* Work to be completed *
The response must contain every line below in which "person" appears.

[Spatial localization data]
⟨
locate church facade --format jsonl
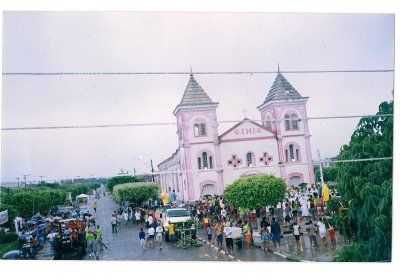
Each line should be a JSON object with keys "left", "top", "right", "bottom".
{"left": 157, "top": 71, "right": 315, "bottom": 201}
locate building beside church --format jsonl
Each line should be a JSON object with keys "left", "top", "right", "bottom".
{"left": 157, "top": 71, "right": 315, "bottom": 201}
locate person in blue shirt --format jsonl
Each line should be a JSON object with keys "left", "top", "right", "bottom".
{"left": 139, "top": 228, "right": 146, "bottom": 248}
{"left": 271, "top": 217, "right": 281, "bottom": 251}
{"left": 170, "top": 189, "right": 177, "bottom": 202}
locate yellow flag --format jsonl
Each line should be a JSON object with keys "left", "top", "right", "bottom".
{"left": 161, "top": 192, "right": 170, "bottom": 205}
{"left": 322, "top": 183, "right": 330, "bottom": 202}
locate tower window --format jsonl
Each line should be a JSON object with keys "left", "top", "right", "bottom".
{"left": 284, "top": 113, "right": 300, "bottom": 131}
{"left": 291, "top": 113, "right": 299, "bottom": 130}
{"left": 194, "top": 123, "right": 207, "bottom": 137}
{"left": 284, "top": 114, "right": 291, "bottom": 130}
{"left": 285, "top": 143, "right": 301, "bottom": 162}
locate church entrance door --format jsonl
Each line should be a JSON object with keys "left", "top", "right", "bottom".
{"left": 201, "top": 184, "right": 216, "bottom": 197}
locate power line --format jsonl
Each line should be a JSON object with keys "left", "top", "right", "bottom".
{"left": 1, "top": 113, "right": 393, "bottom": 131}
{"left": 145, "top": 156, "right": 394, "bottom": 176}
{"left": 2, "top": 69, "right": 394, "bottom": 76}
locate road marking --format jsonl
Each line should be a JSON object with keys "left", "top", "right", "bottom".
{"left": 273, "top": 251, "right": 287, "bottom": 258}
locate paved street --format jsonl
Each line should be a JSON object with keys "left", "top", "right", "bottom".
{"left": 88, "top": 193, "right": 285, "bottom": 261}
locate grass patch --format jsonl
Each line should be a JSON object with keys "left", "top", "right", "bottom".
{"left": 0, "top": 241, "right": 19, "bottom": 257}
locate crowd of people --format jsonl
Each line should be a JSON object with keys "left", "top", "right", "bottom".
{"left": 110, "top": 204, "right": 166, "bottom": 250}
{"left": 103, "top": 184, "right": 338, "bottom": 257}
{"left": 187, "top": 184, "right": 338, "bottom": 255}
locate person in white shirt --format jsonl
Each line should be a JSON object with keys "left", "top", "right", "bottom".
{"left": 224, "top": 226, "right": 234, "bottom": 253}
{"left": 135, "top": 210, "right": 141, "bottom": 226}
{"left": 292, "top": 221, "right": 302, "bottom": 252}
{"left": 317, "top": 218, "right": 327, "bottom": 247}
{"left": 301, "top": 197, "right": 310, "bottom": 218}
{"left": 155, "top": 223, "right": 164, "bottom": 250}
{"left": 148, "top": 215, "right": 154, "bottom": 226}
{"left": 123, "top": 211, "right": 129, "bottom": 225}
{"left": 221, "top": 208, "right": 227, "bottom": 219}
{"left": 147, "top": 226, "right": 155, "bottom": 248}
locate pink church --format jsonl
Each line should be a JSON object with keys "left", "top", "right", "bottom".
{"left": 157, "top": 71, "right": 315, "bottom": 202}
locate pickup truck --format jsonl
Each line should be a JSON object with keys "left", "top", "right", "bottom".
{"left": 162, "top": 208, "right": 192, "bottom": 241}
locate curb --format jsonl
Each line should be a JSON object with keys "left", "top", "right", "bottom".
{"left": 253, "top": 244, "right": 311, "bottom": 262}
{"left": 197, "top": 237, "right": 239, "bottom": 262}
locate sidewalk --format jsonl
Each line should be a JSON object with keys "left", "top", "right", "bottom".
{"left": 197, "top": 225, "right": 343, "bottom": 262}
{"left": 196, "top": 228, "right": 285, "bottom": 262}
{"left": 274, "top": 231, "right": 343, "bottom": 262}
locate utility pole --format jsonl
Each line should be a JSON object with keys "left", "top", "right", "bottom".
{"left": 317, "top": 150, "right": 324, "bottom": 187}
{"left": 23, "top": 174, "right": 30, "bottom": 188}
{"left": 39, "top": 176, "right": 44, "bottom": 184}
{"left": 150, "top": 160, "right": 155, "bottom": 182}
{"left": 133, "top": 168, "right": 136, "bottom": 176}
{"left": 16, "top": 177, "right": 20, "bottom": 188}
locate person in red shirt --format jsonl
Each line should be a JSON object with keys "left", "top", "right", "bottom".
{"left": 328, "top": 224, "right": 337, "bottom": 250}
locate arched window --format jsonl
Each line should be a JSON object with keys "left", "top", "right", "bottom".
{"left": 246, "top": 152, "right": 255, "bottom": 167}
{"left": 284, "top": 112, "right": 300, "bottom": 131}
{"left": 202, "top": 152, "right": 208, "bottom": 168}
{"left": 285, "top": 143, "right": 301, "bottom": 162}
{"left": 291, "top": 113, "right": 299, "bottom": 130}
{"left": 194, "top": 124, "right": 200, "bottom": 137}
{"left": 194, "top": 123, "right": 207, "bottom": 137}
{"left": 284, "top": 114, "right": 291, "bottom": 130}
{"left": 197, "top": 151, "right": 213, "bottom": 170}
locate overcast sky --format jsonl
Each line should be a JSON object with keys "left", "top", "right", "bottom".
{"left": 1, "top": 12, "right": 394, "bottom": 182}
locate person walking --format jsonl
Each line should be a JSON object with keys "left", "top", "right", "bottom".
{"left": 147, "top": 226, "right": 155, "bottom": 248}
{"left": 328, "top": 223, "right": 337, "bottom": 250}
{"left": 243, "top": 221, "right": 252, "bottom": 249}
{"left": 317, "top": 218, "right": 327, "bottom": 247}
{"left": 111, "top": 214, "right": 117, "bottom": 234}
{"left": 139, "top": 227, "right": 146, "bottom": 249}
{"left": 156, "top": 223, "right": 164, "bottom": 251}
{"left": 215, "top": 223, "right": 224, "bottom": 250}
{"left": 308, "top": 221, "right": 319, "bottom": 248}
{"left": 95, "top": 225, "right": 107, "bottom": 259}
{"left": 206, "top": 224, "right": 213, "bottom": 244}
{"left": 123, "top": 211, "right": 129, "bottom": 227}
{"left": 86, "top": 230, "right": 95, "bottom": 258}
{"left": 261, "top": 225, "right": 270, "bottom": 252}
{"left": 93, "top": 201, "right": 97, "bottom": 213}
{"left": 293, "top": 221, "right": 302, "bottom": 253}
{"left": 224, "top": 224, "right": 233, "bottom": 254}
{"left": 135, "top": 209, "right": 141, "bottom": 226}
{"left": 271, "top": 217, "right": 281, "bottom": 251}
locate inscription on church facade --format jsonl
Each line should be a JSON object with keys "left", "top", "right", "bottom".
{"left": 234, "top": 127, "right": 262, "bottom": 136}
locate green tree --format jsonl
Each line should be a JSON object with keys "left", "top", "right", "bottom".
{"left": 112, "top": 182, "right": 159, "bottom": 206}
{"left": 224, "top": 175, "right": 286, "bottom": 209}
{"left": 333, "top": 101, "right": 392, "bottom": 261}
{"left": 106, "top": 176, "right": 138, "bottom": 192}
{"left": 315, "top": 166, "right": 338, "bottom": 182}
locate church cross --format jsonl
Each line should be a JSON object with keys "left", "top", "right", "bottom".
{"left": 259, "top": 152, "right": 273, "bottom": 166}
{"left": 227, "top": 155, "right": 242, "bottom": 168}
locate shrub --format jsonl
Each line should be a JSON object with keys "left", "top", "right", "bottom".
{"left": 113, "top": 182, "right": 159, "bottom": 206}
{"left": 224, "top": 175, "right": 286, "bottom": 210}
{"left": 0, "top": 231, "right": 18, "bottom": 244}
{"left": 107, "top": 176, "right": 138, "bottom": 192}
⟩
* Solution to this problem *
locate person in blue shirt --format jsonl
locate person in white shirt --format jsonl
locate person in red shirt --format jsonl
locate person walking --format jsonl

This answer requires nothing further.